__Your goal__.
Your reply should hold only the lines from the records below where "claw" occurs.

*** Opening of Material for this exercise ***

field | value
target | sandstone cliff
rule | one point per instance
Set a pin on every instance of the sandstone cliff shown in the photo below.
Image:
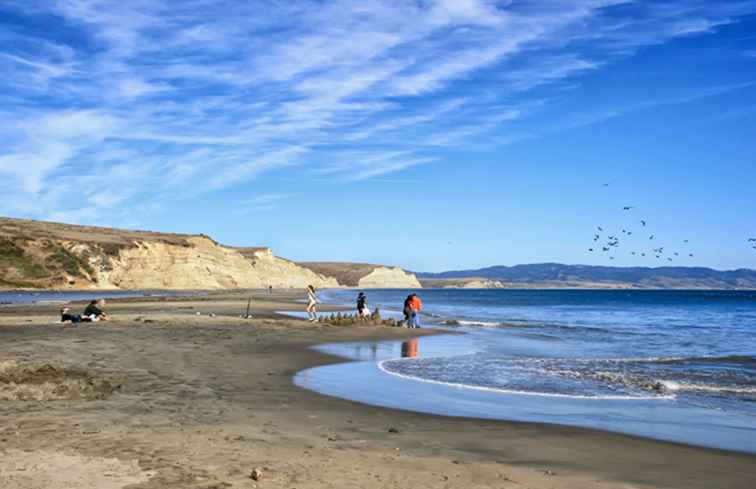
(49, 255)
(364, 275)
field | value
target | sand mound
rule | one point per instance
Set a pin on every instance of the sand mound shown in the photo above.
(50, 383)
(52, 470)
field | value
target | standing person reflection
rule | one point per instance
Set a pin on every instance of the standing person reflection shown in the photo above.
(409, 348)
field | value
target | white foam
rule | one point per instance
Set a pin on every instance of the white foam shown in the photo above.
(499, 390)
(685, 386)
(479, 323)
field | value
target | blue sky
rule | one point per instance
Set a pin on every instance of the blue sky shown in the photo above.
(427, 134)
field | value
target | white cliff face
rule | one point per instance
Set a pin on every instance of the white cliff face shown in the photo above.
(201, 265)
(388, 278)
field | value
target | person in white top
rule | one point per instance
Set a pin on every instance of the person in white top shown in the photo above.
(312, 304)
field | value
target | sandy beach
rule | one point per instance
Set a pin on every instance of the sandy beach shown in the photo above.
(160, 397)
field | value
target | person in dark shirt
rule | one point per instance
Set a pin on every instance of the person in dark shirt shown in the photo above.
(66, 316)
(94, 312)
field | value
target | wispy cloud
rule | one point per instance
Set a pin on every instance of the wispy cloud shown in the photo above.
(139, 99)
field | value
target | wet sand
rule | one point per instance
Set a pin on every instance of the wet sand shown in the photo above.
(162, 398)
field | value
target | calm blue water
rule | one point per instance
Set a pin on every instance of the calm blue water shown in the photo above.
(676, 365)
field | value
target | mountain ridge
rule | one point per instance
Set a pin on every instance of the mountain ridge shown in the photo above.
(596, 276)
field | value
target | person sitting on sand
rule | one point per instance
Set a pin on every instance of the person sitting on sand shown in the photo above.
(312, 304)
(94, 311)
(67, 317)
(416, 305)
(362, 309)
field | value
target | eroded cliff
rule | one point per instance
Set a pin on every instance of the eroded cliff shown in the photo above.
(48, 255)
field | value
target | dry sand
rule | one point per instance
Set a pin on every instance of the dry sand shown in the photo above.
(162, 398)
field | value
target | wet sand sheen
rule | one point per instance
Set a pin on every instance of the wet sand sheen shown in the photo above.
(203, 401)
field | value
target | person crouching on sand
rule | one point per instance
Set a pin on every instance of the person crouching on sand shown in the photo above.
(93, 312)
(312, 304)
(415, 305)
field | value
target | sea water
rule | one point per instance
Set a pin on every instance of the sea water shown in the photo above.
(674, 365)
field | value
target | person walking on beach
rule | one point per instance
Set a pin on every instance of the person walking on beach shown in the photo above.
(415, 305)
(312, 304)
(362, 309)
(407, 310)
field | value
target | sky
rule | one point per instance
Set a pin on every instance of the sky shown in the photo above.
(428, 134)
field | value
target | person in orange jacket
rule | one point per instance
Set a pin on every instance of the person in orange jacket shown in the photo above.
(416, 305)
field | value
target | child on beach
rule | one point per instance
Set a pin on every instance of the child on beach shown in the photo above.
(312, 303)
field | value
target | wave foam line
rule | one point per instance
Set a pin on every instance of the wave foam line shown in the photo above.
(383, 369)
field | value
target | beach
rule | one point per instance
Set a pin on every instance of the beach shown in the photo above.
(160, 397)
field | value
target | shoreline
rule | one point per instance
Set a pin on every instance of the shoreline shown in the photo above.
(207, 399)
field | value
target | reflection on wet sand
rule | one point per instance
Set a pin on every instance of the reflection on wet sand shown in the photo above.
(409, 348)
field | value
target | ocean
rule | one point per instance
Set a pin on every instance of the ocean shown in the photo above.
(672, 365)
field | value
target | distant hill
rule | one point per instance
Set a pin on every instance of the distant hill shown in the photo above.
(559, 275)
(364, 275)
(46, 255)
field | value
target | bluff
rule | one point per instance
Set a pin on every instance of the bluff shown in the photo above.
(365, 275)
(37, 254)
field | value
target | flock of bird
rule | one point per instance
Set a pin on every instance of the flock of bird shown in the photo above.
(610, 243)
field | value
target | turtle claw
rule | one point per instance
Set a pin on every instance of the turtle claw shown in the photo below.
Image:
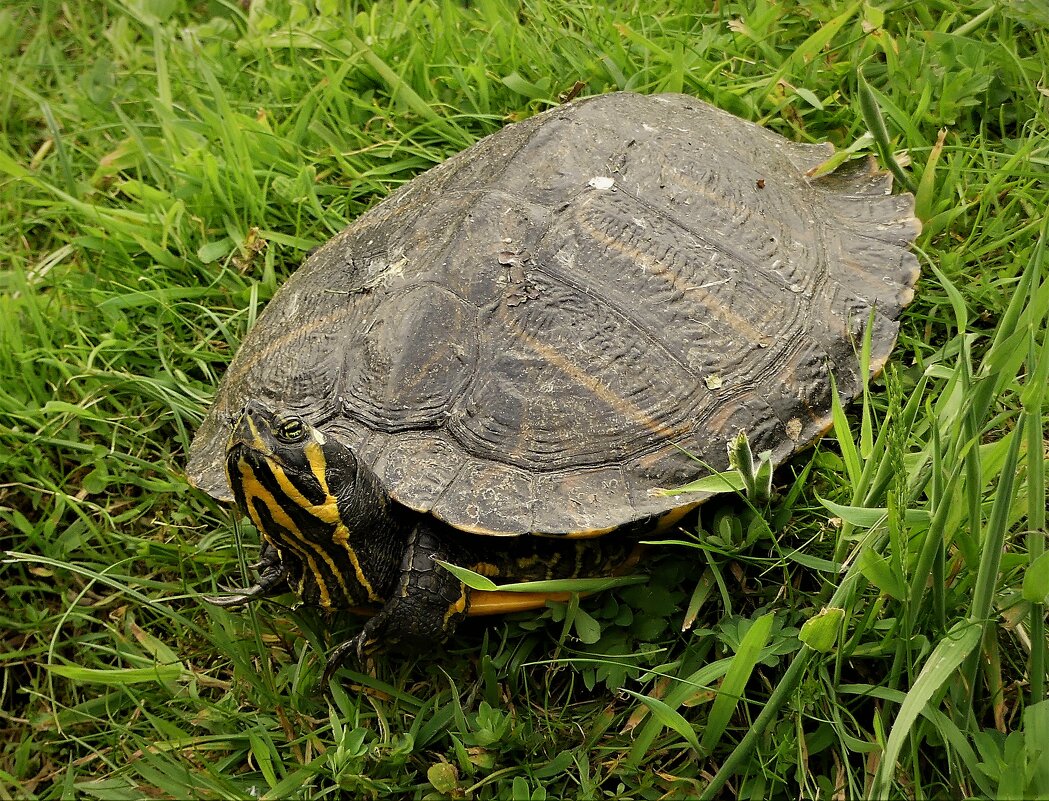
(235, 598)
(359, 649)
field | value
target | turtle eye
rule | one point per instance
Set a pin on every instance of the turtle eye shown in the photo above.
(291, 430)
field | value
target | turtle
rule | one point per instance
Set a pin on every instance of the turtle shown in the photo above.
(501, 363)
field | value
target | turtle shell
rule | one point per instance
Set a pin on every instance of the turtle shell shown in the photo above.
(579, 308)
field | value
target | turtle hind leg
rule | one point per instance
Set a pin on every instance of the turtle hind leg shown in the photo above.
(422, 611)
(273, 581)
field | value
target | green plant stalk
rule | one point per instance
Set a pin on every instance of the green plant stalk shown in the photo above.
(1036, 513)
(990, 563)
(789, 683)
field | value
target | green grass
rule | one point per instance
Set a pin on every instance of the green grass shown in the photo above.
(877, 629)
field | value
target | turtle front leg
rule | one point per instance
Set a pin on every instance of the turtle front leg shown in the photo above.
(422, 611)
(273, 581)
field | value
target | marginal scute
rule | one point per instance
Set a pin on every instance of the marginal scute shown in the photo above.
(538, 333)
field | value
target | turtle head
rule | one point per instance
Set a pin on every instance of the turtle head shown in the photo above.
(314, 501)
(283, 453)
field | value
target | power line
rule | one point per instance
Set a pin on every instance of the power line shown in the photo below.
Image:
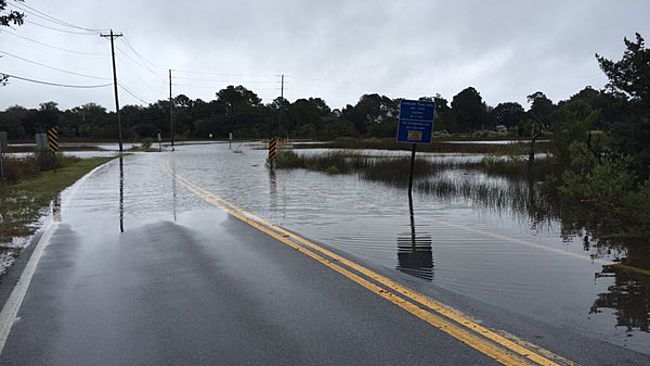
(59, 29)
(128, 44)
(52, 19)
(140, 64)
(132, 93)
(54, 68)
(140, 80)
(55, 84)
(55, 47)
(227, 75)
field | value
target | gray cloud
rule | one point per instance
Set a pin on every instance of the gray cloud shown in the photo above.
(336, 50)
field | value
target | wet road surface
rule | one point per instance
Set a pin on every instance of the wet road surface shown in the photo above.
(206, 289)
(186, 283)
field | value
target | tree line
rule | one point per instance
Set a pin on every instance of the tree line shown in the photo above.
(239, 110)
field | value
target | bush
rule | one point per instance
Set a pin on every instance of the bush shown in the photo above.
(146, 144)
(289, 160)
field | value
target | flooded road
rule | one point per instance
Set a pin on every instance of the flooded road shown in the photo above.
(499, 258)
(139, 258)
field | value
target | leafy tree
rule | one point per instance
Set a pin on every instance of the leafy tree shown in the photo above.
(630, 78)
(236, 98)
(508, 114)
(541, 109)
(468, 111)
(7, 18)
(631, 74)
(372, 109)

*** Close of Material for this exercise ***

__Result__.
target | turtle claw
Set a pin on every instance of the turtle claw shown in the photo below.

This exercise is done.